-------- Source material --------

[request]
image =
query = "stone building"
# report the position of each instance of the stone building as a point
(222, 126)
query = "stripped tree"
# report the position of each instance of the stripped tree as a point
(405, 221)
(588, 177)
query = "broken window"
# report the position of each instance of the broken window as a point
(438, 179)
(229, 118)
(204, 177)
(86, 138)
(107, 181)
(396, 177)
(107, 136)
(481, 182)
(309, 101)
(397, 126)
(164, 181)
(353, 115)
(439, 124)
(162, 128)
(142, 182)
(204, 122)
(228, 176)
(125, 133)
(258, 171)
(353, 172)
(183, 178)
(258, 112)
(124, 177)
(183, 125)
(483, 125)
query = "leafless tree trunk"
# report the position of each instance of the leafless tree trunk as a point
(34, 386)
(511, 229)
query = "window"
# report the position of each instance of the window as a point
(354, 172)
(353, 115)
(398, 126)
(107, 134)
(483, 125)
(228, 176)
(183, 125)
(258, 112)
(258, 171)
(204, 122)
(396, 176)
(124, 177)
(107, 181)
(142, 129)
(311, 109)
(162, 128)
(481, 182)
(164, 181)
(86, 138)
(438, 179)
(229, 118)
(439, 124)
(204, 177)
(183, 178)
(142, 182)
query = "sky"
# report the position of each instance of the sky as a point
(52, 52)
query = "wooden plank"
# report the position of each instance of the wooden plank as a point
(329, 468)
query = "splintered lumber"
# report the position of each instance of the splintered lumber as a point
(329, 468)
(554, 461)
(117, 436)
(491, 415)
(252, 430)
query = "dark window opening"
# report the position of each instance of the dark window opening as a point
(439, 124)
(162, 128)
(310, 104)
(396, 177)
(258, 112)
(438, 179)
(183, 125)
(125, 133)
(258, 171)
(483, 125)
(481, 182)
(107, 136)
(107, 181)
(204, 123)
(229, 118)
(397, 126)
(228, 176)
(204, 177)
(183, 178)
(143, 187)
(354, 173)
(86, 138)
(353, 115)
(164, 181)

--------

Pick every line from the listing holding the string "query", and copy it.

### [Response to the exercise]
query = "stone building"
query = "stripped tree"
query = "broken window"
query = "leafless tree trunk"
query = "window"
query = "sky"
query = "wooden plank"
query = "splintered lumber"
query = "dark window opening"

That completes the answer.